*Given information:*
....................

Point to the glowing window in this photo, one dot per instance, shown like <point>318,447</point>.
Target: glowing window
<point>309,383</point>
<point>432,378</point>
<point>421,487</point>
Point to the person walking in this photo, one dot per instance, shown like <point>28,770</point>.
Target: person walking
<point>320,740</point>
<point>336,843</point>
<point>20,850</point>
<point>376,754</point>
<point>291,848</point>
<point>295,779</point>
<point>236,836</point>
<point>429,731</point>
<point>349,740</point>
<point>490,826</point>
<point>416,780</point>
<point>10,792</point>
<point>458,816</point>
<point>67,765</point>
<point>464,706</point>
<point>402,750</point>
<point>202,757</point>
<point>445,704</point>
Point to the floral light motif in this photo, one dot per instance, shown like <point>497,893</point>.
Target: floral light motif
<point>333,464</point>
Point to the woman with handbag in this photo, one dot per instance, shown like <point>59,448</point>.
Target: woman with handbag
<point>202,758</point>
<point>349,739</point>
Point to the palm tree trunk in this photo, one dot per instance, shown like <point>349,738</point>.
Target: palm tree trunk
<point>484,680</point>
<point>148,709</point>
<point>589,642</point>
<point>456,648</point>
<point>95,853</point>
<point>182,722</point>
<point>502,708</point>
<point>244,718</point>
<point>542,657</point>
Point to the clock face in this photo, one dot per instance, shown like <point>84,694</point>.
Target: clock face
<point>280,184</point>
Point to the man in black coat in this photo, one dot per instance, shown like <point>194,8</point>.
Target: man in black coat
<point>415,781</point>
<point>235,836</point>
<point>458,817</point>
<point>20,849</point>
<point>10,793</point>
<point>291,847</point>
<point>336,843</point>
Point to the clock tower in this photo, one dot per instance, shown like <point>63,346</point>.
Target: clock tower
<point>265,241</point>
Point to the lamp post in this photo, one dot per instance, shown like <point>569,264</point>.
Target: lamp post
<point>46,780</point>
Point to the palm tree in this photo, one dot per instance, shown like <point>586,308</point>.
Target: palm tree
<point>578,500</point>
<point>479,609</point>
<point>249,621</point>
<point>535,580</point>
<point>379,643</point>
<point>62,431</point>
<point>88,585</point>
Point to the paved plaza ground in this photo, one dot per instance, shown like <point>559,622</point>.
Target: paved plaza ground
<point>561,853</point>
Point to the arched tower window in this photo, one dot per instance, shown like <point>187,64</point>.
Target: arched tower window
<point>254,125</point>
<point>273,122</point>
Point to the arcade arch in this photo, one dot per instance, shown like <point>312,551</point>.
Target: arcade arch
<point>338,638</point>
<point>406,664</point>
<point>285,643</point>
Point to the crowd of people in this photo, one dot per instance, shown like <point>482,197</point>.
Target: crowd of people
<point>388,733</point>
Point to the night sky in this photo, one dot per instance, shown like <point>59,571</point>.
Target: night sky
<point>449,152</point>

....................

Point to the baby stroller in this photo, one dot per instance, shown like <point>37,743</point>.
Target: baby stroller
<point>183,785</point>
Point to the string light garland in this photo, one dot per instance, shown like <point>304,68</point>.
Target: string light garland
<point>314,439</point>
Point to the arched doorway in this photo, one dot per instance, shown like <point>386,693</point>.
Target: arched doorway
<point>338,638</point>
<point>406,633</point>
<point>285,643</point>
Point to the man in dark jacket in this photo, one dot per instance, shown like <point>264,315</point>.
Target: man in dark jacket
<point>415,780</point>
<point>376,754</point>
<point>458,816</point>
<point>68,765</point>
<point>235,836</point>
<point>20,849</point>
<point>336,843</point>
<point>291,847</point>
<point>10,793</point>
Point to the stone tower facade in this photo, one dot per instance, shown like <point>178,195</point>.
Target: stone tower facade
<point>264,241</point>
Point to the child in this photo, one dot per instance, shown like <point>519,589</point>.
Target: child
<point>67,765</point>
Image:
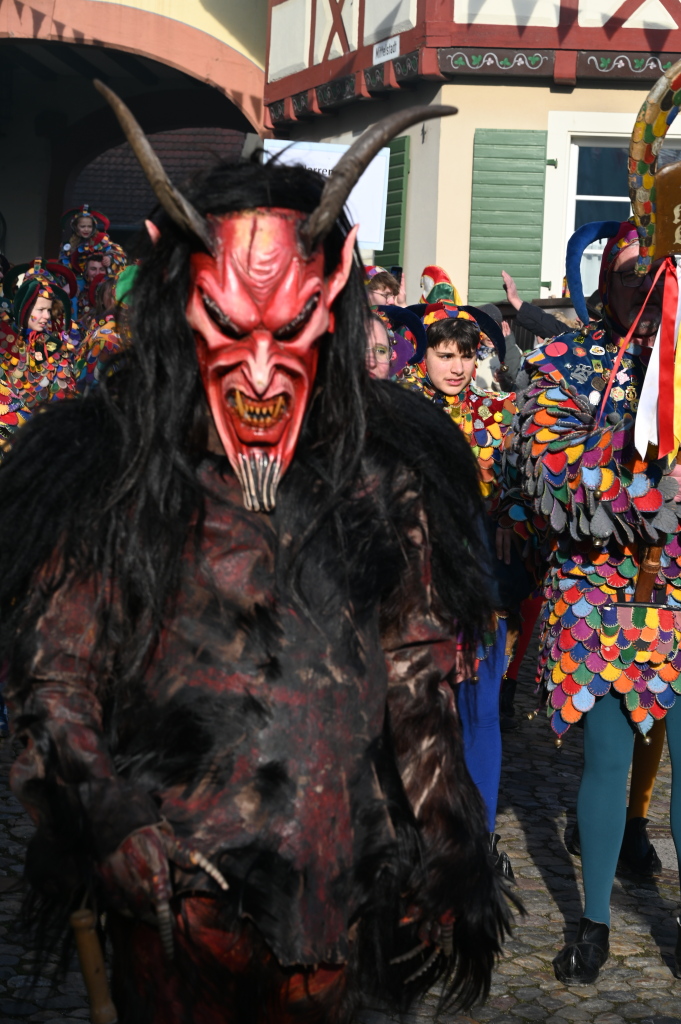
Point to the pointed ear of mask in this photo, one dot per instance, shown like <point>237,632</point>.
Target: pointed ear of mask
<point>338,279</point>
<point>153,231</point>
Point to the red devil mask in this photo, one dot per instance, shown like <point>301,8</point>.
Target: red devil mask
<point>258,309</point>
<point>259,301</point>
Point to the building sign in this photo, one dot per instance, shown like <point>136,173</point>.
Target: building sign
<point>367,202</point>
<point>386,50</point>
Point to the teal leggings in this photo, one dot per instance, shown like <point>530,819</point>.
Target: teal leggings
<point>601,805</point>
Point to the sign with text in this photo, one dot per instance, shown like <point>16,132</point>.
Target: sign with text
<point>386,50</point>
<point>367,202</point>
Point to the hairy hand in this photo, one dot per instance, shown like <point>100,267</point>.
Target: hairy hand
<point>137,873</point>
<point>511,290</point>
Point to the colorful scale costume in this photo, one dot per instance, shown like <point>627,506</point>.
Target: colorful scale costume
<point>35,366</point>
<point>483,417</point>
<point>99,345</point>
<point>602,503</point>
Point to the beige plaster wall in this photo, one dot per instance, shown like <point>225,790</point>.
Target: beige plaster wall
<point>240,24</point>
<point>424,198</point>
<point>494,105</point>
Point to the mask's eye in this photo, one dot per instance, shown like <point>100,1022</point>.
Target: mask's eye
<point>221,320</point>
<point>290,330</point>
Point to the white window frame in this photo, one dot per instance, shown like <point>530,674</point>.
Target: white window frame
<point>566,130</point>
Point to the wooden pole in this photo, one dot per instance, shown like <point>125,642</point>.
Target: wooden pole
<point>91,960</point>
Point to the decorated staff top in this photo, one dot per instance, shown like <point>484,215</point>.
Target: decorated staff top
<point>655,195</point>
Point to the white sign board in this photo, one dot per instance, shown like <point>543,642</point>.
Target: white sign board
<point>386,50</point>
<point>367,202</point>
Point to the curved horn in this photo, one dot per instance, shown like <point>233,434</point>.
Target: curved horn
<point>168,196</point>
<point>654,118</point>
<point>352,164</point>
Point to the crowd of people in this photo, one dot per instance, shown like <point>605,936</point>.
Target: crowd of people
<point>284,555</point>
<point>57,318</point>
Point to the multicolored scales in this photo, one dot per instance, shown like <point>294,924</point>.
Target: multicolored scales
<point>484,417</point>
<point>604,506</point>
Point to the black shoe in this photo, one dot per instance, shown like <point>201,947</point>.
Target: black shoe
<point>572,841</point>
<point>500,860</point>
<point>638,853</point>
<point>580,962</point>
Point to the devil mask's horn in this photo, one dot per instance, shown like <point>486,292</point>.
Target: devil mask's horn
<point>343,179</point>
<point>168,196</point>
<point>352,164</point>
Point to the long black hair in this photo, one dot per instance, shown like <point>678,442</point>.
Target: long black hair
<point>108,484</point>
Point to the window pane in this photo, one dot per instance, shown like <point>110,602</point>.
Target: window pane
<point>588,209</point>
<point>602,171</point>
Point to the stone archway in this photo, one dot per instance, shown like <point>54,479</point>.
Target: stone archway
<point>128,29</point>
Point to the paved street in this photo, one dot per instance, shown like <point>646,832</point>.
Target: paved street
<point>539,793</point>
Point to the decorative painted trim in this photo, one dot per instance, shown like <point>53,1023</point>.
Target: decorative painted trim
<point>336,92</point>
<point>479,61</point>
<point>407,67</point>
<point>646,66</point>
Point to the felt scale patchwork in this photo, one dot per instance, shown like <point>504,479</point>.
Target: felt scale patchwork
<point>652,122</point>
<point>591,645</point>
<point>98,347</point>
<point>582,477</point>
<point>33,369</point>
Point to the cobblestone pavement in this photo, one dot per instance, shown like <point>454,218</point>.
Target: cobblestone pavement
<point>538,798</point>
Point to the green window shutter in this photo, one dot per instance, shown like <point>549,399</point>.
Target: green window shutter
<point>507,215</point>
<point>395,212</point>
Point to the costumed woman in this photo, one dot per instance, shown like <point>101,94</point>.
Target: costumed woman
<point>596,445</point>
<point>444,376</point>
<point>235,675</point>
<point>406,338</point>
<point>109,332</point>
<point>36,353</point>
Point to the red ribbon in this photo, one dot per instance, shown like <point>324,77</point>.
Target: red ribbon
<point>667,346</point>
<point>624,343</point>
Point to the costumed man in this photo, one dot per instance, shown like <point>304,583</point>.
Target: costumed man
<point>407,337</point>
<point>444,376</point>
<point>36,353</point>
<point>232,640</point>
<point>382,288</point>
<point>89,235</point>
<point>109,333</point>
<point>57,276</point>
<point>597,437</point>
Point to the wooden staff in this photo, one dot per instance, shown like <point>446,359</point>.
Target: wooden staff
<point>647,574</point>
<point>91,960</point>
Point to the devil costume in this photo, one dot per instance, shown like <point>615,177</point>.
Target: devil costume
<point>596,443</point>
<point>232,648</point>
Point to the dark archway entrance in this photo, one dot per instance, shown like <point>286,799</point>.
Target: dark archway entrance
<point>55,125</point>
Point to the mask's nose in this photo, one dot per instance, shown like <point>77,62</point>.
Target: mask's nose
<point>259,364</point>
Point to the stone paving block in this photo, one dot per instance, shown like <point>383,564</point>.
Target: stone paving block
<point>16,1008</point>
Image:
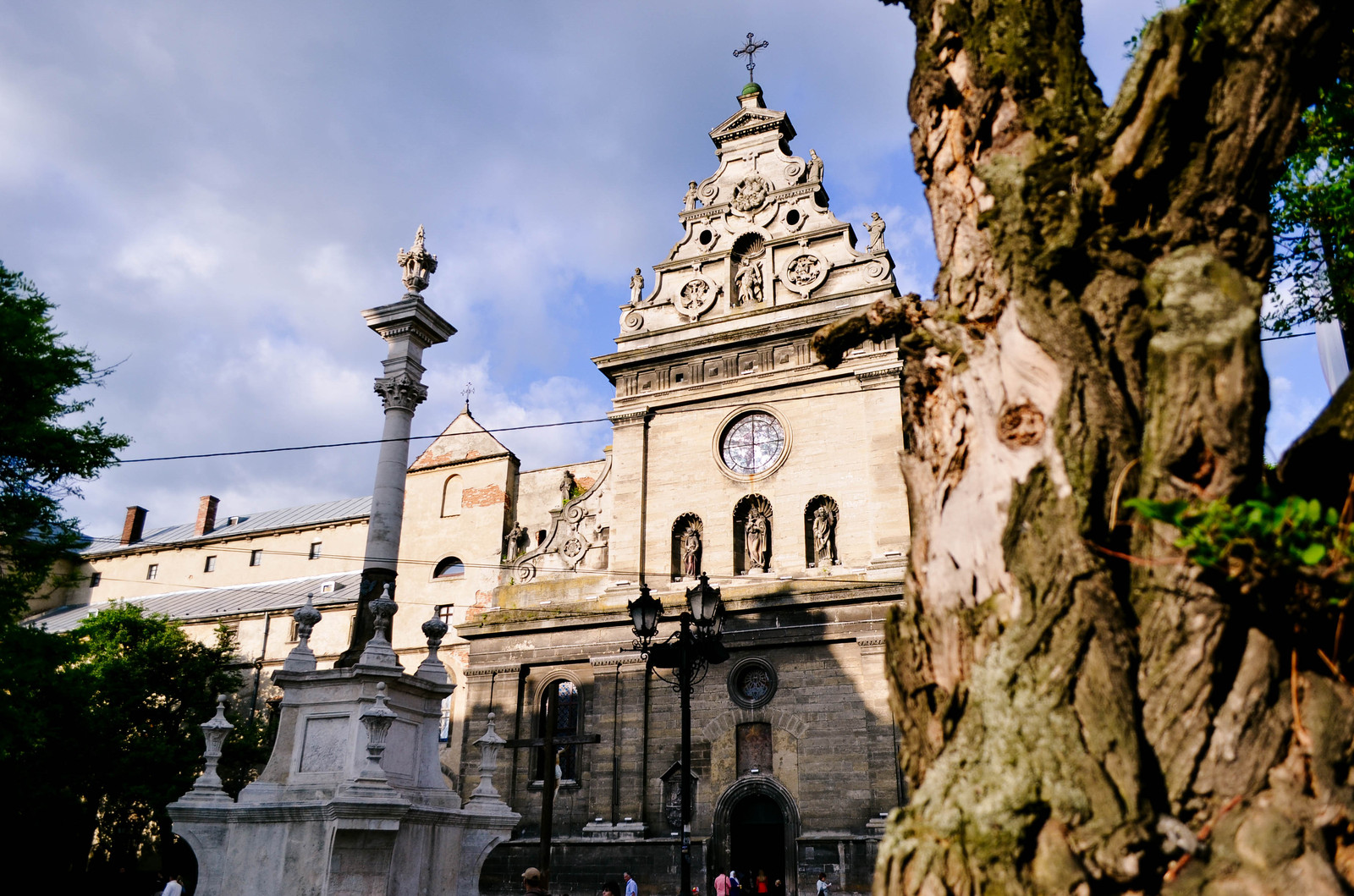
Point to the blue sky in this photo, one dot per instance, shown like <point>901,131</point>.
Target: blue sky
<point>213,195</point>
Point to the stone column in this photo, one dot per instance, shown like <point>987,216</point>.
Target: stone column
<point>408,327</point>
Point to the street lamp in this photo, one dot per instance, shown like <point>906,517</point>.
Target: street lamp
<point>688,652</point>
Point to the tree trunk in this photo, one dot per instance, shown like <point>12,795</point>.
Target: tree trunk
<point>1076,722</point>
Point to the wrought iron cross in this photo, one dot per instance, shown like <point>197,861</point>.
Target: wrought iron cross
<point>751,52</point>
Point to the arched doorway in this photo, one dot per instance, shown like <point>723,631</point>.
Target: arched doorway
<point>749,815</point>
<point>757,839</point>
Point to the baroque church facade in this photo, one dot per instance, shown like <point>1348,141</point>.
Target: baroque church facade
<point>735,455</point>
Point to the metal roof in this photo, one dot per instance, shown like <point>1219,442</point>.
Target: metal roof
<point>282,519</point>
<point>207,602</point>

....................

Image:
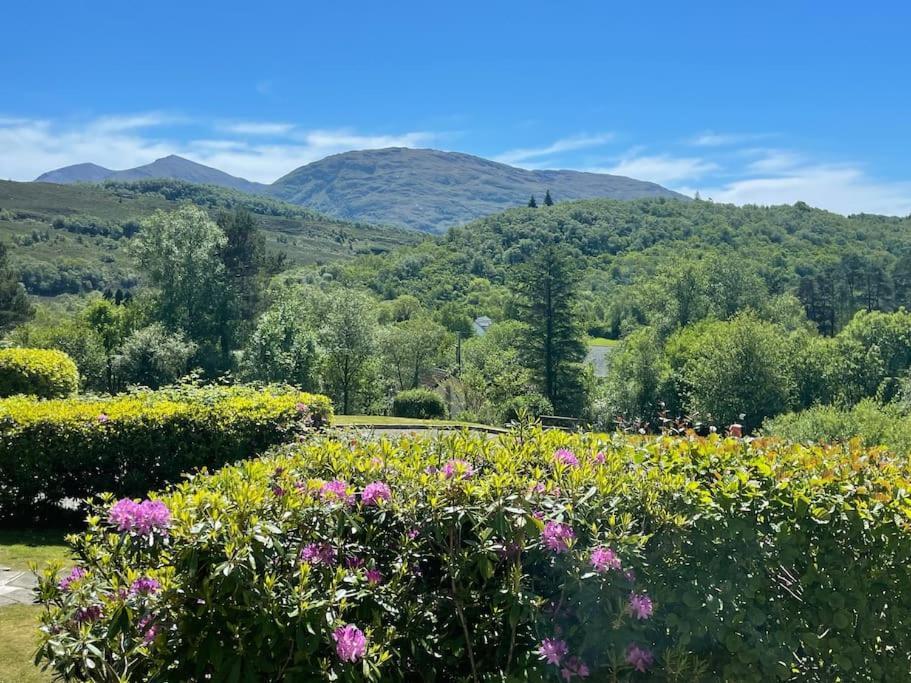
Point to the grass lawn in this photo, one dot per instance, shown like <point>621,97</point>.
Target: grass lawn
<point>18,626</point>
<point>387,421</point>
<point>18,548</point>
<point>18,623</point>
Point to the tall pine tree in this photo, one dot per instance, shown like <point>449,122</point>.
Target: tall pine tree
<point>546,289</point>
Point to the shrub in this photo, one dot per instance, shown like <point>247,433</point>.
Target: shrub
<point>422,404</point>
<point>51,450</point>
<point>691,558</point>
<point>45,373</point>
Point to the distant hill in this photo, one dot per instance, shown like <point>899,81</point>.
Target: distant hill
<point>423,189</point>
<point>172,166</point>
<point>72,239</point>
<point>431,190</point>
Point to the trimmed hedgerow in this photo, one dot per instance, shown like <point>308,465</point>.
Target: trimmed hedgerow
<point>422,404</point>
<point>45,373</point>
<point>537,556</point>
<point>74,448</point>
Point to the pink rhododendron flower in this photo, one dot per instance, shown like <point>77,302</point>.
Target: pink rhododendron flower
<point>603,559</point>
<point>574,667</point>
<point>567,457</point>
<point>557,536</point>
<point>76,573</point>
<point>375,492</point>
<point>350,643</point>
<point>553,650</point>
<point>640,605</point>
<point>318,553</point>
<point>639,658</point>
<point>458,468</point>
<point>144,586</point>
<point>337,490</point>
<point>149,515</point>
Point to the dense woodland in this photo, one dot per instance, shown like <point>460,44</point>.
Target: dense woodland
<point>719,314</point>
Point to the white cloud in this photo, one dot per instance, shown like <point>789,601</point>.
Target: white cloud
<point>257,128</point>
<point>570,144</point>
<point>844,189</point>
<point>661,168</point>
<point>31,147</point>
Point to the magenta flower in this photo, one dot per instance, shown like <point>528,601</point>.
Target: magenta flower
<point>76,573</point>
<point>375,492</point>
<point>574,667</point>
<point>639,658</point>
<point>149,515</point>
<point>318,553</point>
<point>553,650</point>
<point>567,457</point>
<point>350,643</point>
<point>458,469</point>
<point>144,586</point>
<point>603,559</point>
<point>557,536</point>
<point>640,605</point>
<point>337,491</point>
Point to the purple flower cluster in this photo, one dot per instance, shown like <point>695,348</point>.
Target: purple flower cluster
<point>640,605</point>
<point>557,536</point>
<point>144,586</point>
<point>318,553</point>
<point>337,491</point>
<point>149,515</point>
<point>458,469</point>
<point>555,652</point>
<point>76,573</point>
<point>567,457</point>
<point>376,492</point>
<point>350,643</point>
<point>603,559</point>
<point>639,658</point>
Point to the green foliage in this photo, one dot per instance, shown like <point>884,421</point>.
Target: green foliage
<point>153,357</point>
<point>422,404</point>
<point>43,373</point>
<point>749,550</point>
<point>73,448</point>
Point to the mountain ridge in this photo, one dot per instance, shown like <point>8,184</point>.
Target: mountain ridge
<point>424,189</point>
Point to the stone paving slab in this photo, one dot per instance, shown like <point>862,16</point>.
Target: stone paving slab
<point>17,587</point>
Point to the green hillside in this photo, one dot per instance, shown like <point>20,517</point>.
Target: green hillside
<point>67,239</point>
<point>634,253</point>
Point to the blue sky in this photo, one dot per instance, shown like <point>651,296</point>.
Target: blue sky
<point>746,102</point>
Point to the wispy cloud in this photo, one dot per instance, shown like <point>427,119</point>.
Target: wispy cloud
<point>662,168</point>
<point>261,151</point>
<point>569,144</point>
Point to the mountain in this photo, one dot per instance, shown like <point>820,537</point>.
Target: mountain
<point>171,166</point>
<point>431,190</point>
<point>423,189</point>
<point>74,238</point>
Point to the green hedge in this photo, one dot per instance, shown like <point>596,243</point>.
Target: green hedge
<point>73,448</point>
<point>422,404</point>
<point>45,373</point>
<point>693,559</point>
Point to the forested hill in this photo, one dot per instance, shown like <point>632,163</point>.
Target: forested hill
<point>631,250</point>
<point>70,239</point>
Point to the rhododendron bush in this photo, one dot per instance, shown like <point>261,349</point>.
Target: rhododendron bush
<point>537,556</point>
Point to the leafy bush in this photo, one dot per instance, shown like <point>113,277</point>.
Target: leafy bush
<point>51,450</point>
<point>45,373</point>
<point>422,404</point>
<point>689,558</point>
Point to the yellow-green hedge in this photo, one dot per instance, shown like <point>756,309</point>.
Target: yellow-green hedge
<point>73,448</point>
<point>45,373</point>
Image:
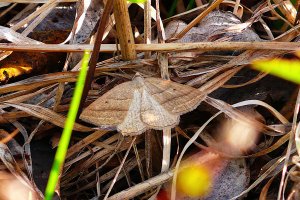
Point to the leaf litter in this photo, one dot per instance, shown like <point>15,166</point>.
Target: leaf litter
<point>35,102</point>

....................

Rewrite the stretch of material above that opens with the line containing "Point to the clock tower" and closes with the line containing "<point>273,122</point>", both of those lines included, keeping every line. Add 67 to each coordinate in the answer points, and leave the sample point inside each "Point to" line unchanged.

Point to the clock tower in this photo, one dot per instance, shown like <point>63,346</point>.
Target: clock tower
<point>332,308</point>
Point to the lamp post in this photo, one dot per instance, shown like <point>569,264</point>.
Target: lamp post
<point>113,847</point>
Point to the palm tree in this photo, one dot per instance, shown like <point>586,308</point>.
Target: palm tree
<point>645,567</point>
<point>546,676</point>
<point>316,688</point>
<point>602,647</point>
<point>446,710</point>
<point>129,498</point>
<point>155,652</point>
Point to the paved plaza ground in this photo, one dot per instance, shown like <point>559,622</point>.
Target: paved plaza ground
<point>628,920</point>
Point to the arched tower window in this photo, one dot per instance, shown like <point>187,64</point>.
Target: arched tower window
<point>321,192</point>
<point>340,189</point>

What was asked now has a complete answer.